• **Task description**
Rewrite every item below as a numbered list, leaving out any blank lines.

+---+

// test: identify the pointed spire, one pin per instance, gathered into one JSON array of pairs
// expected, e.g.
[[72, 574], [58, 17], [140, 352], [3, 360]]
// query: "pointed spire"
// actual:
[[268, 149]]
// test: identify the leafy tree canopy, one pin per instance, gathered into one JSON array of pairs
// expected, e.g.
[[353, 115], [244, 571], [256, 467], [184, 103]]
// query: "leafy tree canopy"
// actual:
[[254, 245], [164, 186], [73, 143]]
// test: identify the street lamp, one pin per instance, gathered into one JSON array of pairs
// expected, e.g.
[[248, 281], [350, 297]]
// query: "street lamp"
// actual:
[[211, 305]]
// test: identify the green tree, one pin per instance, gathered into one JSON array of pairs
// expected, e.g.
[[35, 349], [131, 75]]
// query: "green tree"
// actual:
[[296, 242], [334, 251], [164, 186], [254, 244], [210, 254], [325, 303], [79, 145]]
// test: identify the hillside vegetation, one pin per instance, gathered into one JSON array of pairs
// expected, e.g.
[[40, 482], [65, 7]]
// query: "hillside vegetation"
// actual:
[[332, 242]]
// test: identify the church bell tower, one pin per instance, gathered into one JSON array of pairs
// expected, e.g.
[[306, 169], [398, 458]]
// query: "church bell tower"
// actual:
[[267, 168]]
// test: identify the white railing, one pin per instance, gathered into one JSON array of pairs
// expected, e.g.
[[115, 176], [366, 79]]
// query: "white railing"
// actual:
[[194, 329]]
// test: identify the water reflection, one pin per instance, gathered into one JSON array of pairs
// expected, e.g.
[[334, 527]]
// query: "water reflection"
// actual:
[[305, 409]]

+---+

• **Task answer**
1. // test: identify the pointed spire, one pin per instance, gathered into one JSON array of pairs
2. // expected, e.g.
3. [[72, 574], [58, 17], [140, 352], [3, 360]]
4. // query: "pointed spire"
5. // actual:
6. [[268, 149]]
7. // test: identify the leafy tree canopy, one pin per instance, gathered into one JSON array of pairs
8. // expected, e.g.
9. [[353, 115], [244, 571], [256, 467], [184, 103]]
10. // query: "leafy tree canopy"
11. // actual:
12. [[254, 245], [164, 186], [73, 143]]
13. // test: identify the street lamp, one pin per instance, gathered into one JSON array of pairs
14. // expected, e.g.
15. [[248, 281], [350, 297]]
16. // query: "street lamp"
17. // actual:
18. [[211, 305]]
19. // test: identify the green tree, one pin per instance, gathered into one JSON array of pairs
20. // expected, e.g.
21. [[35, 349], [131, 75]]
22. // query: "green tree"
23. // actual:
24. [[296, 242], [334, 251], [164, 186], [254, 244], [210, 254], [325, 303], [79, 145]]
25. // test: identify the hillside vegetation, one pin per instance, gathered into one JSON array of pairs
26. // expected, e.g.
27. [[40, 482], [65, 7]]
28. // query: "hillside vegetation"
29. // actual:
30. [[332, 242]]
31. // test: identify the church bell tower, one pin per instance, gathered into one JSON array of pairs
32. // expected, e.g.
33. [[306, 169], [398, 458]]
34. // query: "church bell tower"
35. // actual:
36. [[267, 168]]
37. // test: identify the white railing, one pin per instance, gathered into one JSON array of pairs
38. // expected, e.g.
39. [[115, 176], [366, 79]]
40. // query: "white railing"
41. // actual:
42. [[194, 329]]
43. // test: identify the water reflection, one pin per instance, gathered into one JSON array of pairs
44. // expected, e.g.
45. [[334, 527]]
46. // query: "water reflection"
47. // actual:
48. [[305, 409]]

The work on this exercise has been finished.